> [What you have to do]:
The answer must be an exact copy of the records below, with every picture left out.

> [Recorded information]:

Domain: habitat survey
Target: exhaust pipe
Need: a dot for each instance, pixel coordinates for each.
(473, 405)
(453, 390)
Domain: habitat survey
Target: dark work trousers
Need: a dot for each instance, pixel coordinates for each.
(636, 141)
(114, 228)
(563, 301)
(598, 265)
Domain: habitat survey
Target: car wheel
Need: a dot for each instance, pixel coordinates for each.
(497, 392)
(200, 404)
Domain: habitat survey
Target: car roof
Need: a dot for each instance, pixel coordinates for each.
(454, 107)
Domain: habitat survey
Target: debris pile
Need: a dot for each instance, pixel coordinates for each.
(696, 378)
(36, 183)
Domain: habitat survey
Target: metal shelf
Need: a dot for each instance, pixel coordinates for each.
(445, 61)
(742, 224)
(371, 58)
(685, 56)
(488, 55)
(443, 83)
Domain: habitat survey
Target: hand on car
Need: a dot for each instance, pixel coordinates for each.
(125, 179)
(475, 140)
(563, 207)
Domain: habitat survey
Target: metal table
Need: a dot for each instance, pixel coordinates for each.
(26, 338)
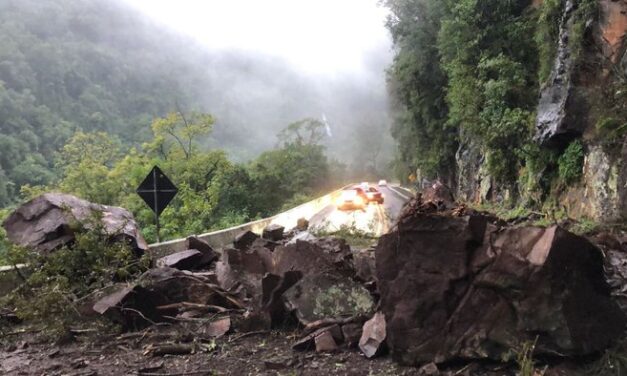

> [Result for this task]:
Domain: habitat survey
Target: exhaust pipe
Need: a dot for each instance, pixel coordinates for each.
(473, 405)
(453, 390)
Domain: habitat survey
Target: dark work trousers
Need: a dot for each instance, pixel coordinates for each.
(636, 141)
(114, 228)
(563, 301)
(598, 265)
Domain: habitat survey
Target: car wheel
Need: a dot for each instance, pixel coordinates for each.
(497, 392)
(200, 404)
Domain: habitat survey
Target: car roof
Need: a dot for each instance, pixel coordinates for each.
(454, 107)
Domain: habitat survey
Target: debris pile
Need: a dot for each instance, pixel coordinates for each.
(696, 378)
(36, 183)
Domain: habitat survey
Target: metal shelf
Need: a dot for each instance, pixel coordinates for each.
(445, 61)
(742, 224)
(371, 58)
(685, 56)
(488, 55)
(443, 83)
Domain: habitat survey
Target: hand on car
Need: a dot for each instance, pixel coordinates for each.
(125, 179)
(475, 140)
(563, 207)
Domain: habitat survey
Target: metal table
Need: a dot for each instance, pixel coordinates for each.
(26, 338)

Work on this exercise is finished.